## [SOURCE EXCERPT]
On 8/21/05, Russ Cox <[EMAIL PROTECTED]> wrote:
> > I did so, because for writing rc scripts, which is my favorite
> > scripting language already, it sucked to be dependent on dynamically
> > linked bloat binaries from GNU. I measured that a simple sleep call to
> > the default sleep program of Debian consumes about 2MB memory. Since
> > sleep might be rarely used, the problem of GNU test still occurs,
> 
> I suspect you are confusing VM footprint with memory footprint.
> In the case of /bin/sleep, presumably all the shared libraries
> were already in memory and being used by (shared with, if you wil)
> other programs.

## [EXERCISES]
1 - Please answer these questions about the email excerpt on the sleep program:
(a) What is the writer's favorite scripting language?
(b) About how much memory was a simple sleep call on Debian measured to consume?
(c) What does the reply suspect is being confused with memory footprint?
2 - Write a continuation of the email excerpt on the sleep program, starting after its last sentence.

## [INFORMATION SHOWN]

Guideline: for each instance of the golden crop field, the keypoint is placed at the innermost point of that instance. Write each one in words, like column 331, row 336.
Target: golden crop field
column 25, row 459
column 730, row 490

## [PER-TASK ANSWERS]
1 -
(a) rc
(b) About 2MB
(c) VM footprint

2 -
Yea I know that the execution segments of shared objects are shared
among processes. Anyway, a statically linked sleep uses around 640K VM
(25% of the shared one) in the case of Debian and starts up without
the noticable (50 times) overhead of building the depndency tree for
shared objects (even if it might be cached in some way). I see no
point for dynamic linkage in small programs (well, with firefox, KDE
or Gnome insanity there is no other way, if one determines 20 or 30
dependent shared libs of a single binary and if one has to expect that
all data segments are leaked memory, then at least the exec segments
can be shared to hide amok memory usage to the user...;).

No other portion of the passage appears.